• _TASK DIRECTIONS_: In the page text on CuFeO₂ preparation, what material was used for the back electrical contact on the (001) oriented single crystal?

• _PAGE TEXT_:
.....
Preparation of ceramic

CuFeO₂ powder has been synthesized through nitrate way as reported in our previous work [8]; unreacted Cu₂O was removed by soaking the powder in NH₄OH (5N). The end product exhibits a dark blue color and X-ray powder pattern, taken with Cu Kα radiation revealed single phase (Fig. 1).

Fig. 1

XRD pattern of CuFeO₂ powder, elaborated by nitrate route

Single crystal growth

From the phase diagram Cu–Fe–O [12], one can anticipate the formation of CuFeO₂ in the Cu rich side. The crystals were grown using Cu₂O flux with a slightly modified method described elsewhere [13]. The synthesis has been performed under argon flow in a platinum crucible standing in a vertical programming furnace (Linn High Term). A mixture of extra pure CuO and Fe₂O₃ (30 g) was heated at 1,160 °C (60 °C/h) and maintained 12 h at that temperature. The cooling rate (1.5 K s⁻¹) was controlled from 1,140 to 700 °C below which the sample follows the natural cooling. The crystals appear black mirror like in reflected daylight and their length lies between 1 and 2 mm. The back electrical contact on (001) oriented single crystal was made with In–Ga alloy. The conductivity and the thermopower have been measured at room temperature in home hold equipments.
.....
• _DATASET ENTRIES_:

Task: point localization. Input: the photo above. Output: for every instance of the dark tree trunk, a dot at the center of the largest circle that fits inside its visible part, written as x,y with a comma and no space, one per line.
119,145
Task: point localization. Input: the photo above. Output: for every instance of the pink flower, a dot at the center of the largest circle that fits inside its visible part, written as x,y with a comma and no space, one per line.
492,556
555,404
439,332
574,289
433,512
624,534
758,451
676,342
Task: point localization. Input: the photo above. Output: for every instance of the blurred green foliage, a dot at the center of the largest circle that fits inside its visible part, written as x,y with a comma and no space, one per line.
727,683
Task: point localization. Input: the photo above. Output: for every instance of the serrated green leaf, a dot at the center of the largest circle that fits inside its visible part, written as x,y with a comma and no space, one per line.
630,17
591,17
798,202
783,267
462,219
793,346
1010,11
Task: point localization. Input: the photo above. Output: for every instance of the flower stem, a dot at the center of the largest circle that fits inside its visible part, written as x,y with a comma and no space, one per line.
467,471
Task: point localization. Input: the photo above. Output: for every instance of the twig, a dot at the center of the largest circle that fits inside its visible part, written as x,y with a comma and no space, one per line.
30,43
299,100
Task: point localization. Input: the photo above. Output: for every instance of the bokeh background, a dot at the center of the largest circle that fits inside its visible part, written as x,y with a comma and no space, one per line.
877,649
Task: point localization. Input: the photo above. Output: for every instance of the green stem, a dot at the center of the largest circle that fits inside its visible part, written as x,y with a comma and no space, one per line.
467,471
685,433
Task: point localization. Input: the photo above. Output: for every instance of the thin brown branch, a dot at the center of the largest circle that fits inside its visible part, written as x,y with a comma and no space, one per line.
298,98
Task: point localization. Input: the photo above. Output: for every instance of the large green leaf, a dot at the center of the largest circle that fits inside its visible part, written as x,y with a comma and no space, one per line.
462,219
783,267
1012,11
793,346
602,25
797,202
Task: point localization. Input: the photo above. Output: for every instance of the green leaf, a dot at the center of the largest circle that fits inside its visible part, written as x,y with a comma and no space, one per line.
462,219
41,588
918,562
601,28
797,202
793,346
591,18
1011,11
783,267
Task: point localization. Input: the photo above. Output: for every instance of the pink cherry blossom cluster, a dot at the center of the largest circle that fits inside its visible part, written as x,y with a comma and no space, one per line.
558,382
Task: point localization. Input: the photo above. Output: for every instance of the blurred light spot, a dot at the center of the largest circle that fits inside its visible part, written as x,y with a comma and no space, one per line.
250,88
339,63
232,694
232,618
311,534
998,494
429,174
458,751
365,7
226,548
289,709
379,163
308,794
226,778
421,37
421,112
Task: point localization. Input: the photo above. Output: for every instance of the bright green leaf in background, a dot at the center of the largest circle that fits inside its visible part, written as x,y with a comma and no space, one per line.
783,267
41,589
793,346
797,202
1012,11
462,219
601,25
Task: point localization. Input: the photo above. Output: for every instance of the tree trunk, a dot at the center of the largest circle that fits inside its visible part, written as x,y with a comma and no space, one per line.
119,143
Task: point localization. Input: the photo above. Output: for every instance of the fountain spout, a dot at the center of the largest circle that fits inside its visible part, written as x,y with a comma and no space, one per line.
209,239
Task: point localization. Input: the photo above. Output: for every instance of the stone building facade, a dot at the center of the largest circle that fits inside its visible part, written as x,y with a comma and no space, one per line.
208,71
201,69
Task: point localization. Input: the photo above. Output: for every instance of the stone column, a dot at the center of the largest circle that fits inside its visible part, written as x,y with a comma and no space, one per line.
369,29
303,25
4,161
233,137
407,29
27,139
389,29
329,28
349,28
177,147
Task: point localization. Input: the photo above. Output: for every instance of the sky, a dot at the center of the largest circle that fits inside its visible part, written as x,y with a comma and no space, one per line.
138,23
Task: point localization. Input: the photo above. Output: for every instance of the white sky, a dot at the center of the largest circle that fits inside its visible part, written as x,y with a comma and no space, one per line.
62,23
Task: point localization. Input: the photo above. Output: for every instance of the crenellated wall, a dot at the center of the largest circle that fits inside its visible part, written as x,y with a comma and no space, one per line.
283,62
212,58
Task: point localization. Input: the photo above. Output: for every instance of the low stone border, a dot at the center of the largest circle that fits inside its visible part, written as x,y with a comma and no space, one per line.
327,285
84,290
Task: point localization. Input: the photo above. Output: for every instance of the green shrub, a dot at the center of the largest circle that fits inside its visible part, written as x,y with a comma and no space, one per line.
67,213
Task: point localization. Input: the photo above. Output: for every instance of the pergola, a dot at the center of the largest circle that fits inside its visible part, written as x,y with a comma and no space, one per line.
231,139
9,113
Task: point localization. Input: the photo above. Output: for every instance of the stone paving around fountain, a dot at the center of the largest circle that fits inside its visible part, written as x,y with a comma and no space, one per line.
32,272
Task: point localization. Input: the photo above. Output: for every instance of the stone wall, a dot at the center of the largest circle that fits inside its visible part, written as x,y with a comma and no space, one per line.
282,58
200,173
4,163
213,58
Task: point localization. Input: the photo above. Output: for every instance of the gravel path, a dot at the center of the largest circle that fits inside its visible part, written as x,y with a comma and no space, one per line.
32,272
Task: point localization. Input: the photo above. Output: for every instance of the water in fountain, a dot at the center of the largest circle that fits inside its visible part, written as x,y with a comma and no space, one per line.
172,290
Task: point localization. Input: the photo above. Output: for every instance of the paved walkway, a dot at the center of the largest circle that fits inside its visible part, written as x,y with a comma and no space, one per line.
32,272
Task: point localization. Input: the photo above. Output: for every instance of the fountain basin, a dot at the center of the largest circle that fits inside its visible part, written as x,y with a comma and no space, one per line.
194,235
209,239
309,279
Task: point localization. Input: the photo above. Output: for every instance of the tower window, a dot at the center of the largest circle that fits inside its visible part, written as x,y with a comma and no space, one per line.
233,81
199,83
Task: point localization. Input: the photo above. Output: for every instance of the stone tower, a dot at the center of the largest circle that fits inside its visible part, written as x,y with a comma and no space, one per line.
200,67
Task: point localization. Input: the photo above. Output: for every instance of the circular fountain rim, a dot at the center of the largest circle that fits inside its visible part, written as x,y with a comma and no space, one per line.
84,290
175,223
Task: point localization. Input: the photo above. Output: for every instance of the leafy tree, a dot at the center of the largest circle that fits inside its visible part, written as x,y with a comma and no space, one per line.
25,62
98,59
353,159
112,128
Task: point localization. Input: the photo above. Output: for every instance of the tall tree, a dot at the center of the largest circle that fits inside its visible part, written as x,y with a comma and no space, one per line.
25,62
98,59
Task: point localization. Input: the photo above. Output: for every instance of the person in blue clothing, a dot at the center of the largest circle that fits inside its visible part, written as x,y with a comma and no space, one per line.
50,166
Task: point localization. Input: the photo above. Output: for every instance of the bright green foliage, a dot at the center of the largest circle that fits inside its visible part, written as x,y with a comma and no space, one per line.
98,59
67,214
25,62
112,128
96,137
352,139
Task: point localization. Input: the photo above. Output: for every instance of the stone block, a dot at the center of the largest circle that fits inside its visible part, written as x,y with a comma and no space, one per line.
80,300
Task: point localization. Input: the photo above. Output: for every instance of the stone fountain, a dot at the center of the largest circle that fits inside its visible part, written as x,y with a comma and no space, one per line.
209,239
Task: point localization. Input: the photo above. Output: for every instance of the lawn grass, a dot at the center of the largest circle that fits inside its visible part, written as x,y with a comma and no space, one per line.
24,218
.....
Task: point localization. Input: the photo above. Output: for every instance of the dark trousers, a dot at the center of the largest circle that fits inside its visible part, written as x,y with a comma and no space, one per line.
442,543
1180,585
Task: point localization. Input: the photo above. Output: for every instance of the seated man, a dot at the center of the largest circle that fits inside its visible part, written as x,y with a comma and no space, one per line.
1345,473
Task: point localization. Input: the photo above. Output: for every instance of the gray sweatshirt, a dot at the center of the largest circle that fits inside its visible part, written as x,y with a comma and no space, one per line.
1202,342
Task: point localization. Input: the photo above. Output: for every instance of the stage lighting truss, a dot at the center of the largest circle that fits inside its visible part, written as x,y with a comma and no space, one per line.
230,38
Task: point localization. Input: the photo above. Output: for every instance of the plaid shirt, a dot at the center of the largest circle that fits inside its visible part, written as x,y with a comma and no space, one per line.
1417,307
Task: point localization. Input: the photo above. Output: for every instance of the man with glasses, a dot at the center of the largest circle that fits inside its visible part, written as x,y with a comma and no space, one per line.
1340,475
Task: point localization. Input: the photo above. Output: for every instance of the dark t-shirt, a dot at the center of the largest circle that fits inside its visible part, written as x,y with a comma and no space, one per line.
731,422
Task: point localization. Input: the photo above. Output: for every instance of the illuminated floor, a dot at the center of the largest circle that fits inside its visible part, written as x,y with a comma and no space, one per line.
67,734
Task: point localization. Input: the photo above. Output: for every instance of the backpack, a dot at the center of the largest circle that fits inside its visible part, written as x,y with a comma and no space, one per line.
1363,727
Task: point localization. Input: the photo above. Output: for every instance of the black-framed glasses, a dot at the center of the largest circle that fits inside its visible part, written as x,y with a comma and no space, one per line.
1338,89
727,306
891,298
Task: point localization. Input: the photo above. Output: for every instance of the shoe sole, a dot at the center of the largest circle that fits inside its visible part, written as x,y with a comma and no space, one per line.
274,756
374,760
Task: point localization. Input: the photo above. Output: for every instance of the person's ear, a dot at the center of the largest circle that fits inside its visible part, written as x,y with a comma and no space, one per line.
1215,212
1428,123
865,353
.....
• _RESULT OF THE TASK_: An In–Ga alloy.